#### Problem statement:
Could you retype every one of the entries below, character for character, without changing anything?

= = = =

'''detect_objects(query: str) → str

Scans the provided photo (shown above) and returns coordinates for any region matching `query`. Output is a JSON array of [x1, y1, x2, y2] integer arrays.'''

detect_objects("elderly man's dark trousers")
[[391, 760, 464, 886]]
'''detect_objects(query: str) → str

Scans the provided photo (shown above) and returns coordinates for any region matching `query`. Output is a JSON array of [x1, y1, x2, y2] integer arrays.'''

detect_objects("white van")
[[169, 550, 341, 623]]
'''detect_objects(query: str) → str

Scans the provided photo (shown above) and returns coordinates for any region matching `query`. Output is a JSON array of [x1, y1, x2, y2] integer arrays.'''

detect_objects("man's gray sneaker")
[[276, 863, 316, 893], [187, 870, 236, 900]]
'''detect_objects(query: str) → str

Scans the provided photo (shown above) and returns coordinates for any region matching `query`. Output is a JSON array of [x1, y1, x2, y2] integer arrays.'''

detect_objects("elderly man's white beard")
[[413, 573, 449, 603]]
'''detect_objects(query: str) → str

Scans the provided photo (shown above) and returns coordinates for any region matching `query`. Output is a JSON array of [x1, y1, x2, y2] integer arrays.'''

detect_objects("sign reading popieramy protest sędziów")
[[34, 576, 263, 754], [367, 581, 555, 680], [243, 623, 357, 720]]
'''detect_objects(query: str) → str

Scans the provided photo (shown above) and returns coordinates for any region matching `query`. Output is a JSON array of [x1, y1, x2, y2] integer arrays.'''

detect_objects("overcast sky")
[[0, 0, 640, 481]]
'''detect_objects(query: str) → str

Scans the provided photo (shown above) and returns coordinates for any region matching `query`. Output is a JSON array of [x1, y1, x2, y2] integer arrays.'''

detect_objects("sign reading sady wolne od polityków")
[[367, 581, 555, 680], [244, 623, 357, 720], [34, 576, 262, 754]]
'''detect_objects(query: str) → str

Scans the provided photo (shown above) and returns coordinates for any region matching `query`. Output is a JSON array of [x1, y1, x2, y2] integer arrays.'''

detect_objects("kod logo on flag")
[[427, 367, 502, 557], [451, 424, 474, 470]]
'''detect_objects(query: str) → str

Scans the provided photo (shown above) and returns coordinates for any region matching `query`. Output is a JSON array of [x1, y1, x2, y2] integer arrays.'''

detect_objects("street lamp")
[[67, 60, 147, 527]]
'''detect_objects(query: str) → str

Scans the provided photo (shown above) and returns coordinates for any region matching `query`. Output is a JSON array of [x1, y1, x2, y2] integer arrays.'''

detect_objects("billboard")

= = = =

#### Response:
'''detect_objects(query: str) → str

Scans the provided photo (shown above) and returns coordinates for any region matching `query`. Output is a JSON array of [x1, y1, x2, y2] integer arrays.'''

detect_objects("elderly man's dark trousers")
[[391, 760, 464, 886]]
'''detect_objects(query: str) → str

Scans the provided photo (shown above) and returns coordinates for any region matching `query`. Output is a JSON array of [x1, y1, x2, y2] integer arrays.'''

detect_objects("white van")
[[169, 550, 341, 623]]
'''detect_objects(query: str) → str

Scans the provided photo (shown above) and returns coordinates for any region matching `query`. Output is a JSON array of [x1, y1, x2, y2] integer arrays.'''

detect_objects("man's gray sneaker")
[[276, 863, 316, 893], [187, 870, 236, 900]]
'''detect_objects(query: str) → str

Scans the provided photo (shown above) and returns coordinates for any region matching `query`. Output is a JSON array of [x1, y1, x2, y2] integer arrays.'''

detect_objects("elderly man's white beard")
[[413, 573, 449, 603]]
'''detect_objects(query: str) → str

Scans the provided photo (shown above) and returns coordinates for any region matching `query`. Output is a JSON array of [x1, y1, x2, y2] integer arrays.'''

detect_objects("sign reading popieramy protest sędziów")
[[34, 576, 263, 754], [367, 581, 555, 680], [243, 623, 357, 720]]
'''detect_objects(query: str) → str

Scans the provided photo (shown above) and returns coordinates for any region matching `query`. Output is a JSON array of [x1, y1, x2, y2] integer arrays.'''

detect_objects("overcast sky")
[[0, 0, 640, 481]]
'''detect_objects(query: str) → str

Scans the provided photo (shown above) and returns coordinates for any region matching `query`. Output is a JSON array of [x1, y1, x2, y2] integer arrays.'''

detect_objects("sign reading sady wolne od polityków")
[[367, 581, 555, 680], [244, 623, 357, 720], [34, 576, 262, 754]]
'''detect_objects(query: str) → str

Scans the provided photo (shown above) and returns coordinates for any region matching `query`. Output is a JSON array of [x1, y1, x2, y2] integer arrays.'''

detect_objects("kod logo on flag")
[[427, 367, 502, 557], [451, 424, 474, 470]]
'''detect_objects(query: str) → str

Scans the provided photo (shown above) and returns coordinates for any region matching `query`. Output is a JSON array of [x1, y1, x2, y2] integer arrays.'''

detect_objects("street lamp")
[[67, 60, 147, 527]]
'''detect_objects(query: str) → str

Scans the provided photo (shown above) and returns coordinates for any region matching `query`. Output is a JSON array of [x1, y1, x2, y2] integer arrays.'''

detect_objects("billboard")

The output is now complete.